*The problem*. Each record that follows goes into your reply unchanged; the pictures do not.
--- Given data Enclosed Below ---
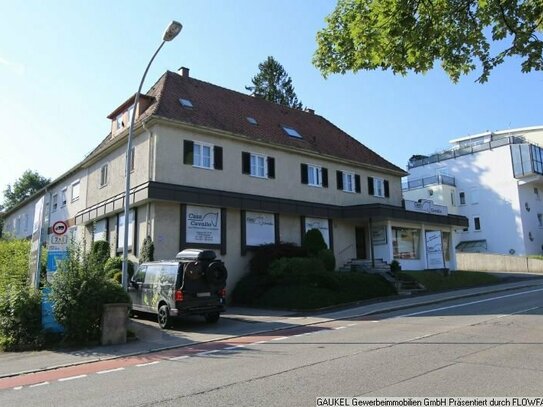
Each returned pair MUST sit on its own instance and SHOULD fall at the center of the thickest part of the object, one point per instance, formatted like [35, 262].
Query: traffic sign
[60, 228]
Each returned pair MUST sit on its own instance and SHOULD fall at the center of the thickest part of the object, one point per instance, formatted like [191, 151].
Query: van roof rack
[196, 254]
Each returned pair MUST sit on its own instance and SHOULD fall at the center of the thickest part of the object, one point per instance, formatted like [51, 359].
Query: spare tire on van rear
[216, 273]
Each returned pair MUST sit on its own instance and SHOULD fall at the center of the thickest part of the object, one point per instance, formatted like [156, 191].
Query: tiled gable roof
[223, 109]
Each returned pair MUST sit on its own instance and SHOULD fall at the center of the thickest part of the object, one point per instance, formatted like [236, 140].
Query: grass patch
[436, 281]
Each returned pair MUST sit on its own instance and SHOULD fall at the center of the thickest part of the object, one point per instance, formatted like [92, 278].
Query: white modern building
[495, 179]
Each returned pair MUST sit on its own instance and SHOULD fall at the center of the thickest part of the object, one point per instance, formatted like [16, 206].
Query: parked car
[192, 284]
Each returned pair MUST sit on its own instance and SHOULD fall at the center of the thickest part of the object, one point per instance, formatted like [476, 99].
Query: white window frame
[475, 224]
[104, 176]
[461, 197]
[349, 182]
[132, 159]
[314, 175]
[379, 187]
[474, 196]
[255, 160]
[63, 195]
[74, 185]
[54, 202]
[198, 157]
[119, 121]
[130, 114]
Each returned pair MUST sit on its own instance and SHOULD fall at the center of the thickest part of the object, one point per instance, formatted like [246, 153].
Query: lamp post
[171, 32]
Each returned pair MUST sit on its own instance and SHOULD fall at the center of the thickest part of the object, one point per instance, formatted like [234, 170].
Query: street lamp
[171, 32]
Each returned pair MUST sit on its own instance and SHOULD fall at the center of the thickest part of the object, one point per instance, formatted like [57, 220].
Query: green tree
[273, 84]
[1, 220]
[411, 35]
[29, 183]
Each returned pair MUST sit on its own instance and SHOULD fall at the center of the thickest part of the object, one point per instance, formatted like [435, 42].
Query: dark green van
[192, 284]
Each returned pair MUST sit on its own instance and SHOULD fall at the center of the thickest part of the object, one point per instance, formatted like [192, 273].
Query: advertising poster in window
[260, 228]
[203, 225]
[320, 224]
[100, 230]
[434, 249]
[379, 235]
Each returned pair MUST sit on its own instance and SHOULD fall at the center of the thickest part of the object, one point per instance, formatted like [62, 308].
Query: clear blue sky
[66, 64]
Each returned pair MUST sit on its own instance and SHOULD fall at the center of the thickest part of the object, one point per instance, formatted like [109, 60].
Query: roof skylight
[186, 103]
[292, 132]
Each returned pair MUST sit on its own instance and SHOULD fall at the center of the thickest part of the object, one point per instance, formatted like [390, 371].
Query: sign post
[57, 245]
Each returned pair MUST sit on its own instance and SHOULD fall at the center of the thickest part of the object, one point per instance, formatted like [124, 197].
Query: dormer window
[186, 103]
[120, 123]
[130, 114]
[291, 132]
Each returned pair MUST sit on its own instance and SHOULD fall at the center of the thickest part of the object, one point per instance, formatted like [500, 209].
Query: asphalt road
[489, 345]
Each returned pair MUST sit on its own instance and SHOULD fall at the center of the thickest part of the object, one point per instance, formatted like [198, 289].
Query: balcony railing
[453, 153]
[426, 181]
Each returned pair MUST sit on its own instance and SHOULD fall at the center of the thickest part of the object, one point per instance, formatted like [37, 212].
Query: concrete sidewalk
[237, 321]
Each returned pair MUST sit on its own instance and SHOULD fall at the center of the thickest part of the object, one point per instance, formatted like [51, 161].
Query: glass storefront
[406, 243]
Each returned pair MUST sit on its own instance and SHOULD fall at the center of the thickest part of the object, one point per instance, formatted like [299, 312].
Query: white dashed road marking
[156, 362]
[65, 379]
[179, 357]
[39, 384]
[110, 370]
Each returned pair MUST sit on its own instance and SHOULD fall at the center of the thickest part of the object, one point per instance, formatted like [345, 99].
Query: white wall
[489, 175]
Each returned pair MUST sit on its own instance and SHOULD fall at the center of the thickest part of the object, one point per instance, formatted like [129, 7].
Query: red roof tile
[223, 109]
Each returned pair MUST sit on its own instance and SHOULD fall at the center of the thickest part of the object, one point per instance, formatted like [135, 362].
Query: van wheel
[212, 317]
[164, 319]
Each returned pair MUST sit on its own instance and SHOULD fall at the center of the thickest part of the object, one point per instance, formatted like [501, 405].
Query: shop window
[406, 243]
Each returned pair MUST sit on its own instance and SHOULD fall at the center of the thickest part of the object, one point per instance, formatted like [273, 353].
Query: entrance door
[360, 236]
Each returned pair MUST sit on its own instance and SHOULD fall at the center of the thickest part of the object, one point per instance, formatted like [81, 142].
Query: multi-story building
[214, 168]
[495, 179]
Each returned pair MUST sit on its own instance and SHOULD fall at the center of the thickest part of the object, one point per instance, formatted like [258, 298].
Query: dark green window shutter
[370, 186]
[357, 183]
[217, 158]
[188, 152]
[271, 167]
[245, 163]
[339, 179]
[303, 173]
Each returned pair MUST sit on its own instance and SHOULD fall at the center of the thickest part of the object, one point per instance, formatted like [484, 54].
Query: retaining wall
[498, 262]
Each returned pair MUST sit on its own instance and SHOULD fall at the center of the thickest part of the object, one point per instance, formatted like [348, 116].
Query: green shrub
[117, 276]
[78, 292]
[313, 242]
[285, 267]
[147, 250]
[395, 266]
[298, 297]
[309, 289]
[264, 255]
[328, 259]
[20, 318]
[115, 264]
[250, 288]
[100, 251]
[13, 263]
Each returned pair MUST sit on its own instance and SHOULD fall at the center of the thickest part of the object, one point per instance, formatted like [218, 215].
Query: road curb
[385, 309]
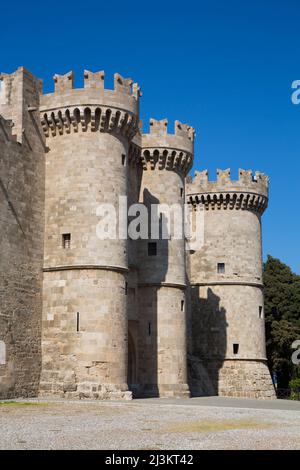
--- End of Enclosed Given data ---
*Problem solution*.
Each returned pair MUST sit on its own instance and SHOULD fall at the center of the thickest part of the object, one point per instance, formatted like [35, 262].
Query: traffic sign
[60, 228]
Each returned pair MUST sit on its own instance and SHOULD fall at the center of the thickest part of the object, one point per instance, formatted like [191, 151].
Query: van roof rack
[196, 254]
Each returned pair MUST sit on its own instance and SHOULD fall at the center of the thickest part of the object, one point per instance, formatted like [51, 359].
Query: spare tire on van rear
[216, 273]
Each returned pair MUST sit on its own instance and SHOULD fall at the center of the thickest part of the object, one point per instance, formatted like [156, 191].
Query: tiled gable roof
[223, 109]
Each returned pair MUST sit on its own instance and SHOULD fall at the center of the thickest part of the object, one point per instance, formatted like [236, 140].
Query: grass patch
[436, 281]
Each returned pair MUST sit on its own instance and SHOULD fall at the center of the thickest part of the object, one point per instance, formatted like [92, 278].
Query: white modern building
[495, 179]
Each returned pair MUST sit on its own instance and SHOULD fall at the center of the thickest part of the object, one point per instance, formatted like [16, 206].
Query: parked car
[192, 284]
Each returned pair MUST sit on its own instance and SHOULD fall at the center of the thickest part of the object, one point per instance, formatted like [476, 99].
Query: white window frame
[475, 224]
[104, 176]
[461, 197]
[349, 182]
[132, 159]
[314, 175]
[379, 187]
[474, 196]
[255, 160]
[63, 195]
[74, 185]
[54, 202]
[198, 157]
[119, 121]
[130, 114]
Each returned pair MUST sit on its own instance and SHOULD fall at the center of the thickest part of the object, one point per instance, formatted like [246, 153].
Query: lamp post
[171, 32]
Each returned pair MUST sit on its own instance and SHOULD fall at the center of the thickest part of the object, one point per instance, formatted like [234, 170].
Query: street lamp
[171, 32]
Each returned pair MUST sit on its own instance and SHOULD fall at the center of the thickest part of the object, one point per instance, formatted like [57, 220].
Query: green tree
[273, 84]
[1, 220]
[411, 35]
[29, 183]
Each returned pair MUST sit on its own instance and SHOULD fall at the center of the thickest part of the object, one point per instance, formatted like [435, 42].
Query: dark green van
[192, 284]
Each returned pair MUST sit on its own instance and SHOULD fall at the center of the thickest part of the object, one point per instance, formatted like [192, 273].
Query: advertising poster in window
[260, 228]
[203, 225]
[320, 224]
[100, 230]
[434, 249]
[379, 235]
Each returned pair MUST sit on its own instance and SHOULD fall at the center of the thickest part of the object, one point per instance, formatted like [62, 308].
Query: clear blue sky
[66, 64]
Each returned pair MUST sit on its own instance and SHOULD fall at the center of the thickest part of the object, one point per instance, formatted like [109, 60].
Query: roof skylight
[186, 103]
[292, 132]
Each returned pair MUST sit on its own instance and SHOULD fall at the center of the thickest part of the object, one point per instance, formatted like [390, 371].
Query: sign post
[57, 245]
Each returned pair MUST sit on its own instance and SHOULD fall at the center of the thickest part of the object, one point per instance, formatted like [124, 197].
Query: dormer window
[186, 103]
[120, 123]
[130, 114]
[291, 132]
Each returned pair MUST sit on its own instance and SHOULD fall at the center of the thickest part of the object, one point per instance, formatted like [500, 209].
Query: asphalt road
[489, 345]
Each returned pair MUST sit on its own instance and SHOULD fall at the center of the thickest part of the object, one point per instance, formatted like [198, 289].
Query: balcony railing
[453, 153]
[426, 181]
Each returned pair MUST sit on its own instance and SHOULD fall at the center of the thickest part of the object, one point per instance, formatted like [37, 212].
Query: concrete sidewalk
[237, 321]
Each returned pair MUST sit on its own instance and SHOULD fall at the center of the thickest part of the object, one point per instance, formatted like [51, 161].
Query: glass storefront
[406, 243]
Each returned pair MUST sit on its own instance and SHOULD fall at the center of the thickest part of the object, one point per instance, formatted like [299, 312].
Query: white dashed road marking
[156, 362]
[65, 379]
[179, 357]
[39, 384]
[110, 370]
Each returned pair MUST sit on its own instance and SHOULD fall at the center of the thickest part of the object, one point per instance, formatted like [345, 99].
Query: white wall
[489, 175]
Each returned pair MUST sit on its own instance and SHOULD fall at the center of the thickest part of the object, one point per instance, formatted like [129, 7].
Query: red roof tile
[223, 109]
Each returned pair MUST sit on its own instance and SHOULD fall at the center of the thickest part of the object, one point per instance, formatted like [135, 362].
Query: van wheel
[212, 317]
[164, 319]
Each returned pair MUST sit on its own instance and SHOULD fall at the center of the thickest part of the object, one point per instance, formatted like [501, 405].
Query: shop window
[406, 243]
Each returned pair MUST sit on its own instance and SHOULD fall at the center of the thickest part of the object, one point per instance, formatted like [273, 353].
Query: entrance door
[360, 236]
Each returned pair MUST sit on its own instance and SHOULD fall at the center of the thickest part of the object, one point per instance, formatted like [81, 142].
Query: multi-story building
[214, 168]
[495, 179]
Each returned pair MUST sit on its own instance and SHOULD fall at the center of the thickest part of the object, one point per instance, formatted like [258, 298].
Query: dark green window shutter
[370, 186]
[357, 183]
[217, 158]
[188, 152]
[271, 167]
[245, 163]
[339, 179]
[303, 173]
Each returned pair MUST sit on its own instance and SHOULD fall at the center of the thickest part of the object, one point per instance, formatted like [484, 54].
Query: retaining wall
[498, 262]
Each returned pair MUST sit on its own instance and SHOULD fall at the center of the thickest part of the object, one point per instance, formatted like [348, 116].
Query: green shrub
[117, 276]
[78, 292]
[313, 242]
[285, 267]
[147, 250]
[395, 266]
[298, 297]
[309, 289]
[264, 255]
[328, 259]
[20, 318]
[115, 264]
[250, 288]
[100, 251]
[13, 263]
Each returned pair MUST sit on its own instance and SHOULD fall at the center of the thickest part of the object, one point per instance, formatted like [218, 215].
Query: road curb
[385, 309]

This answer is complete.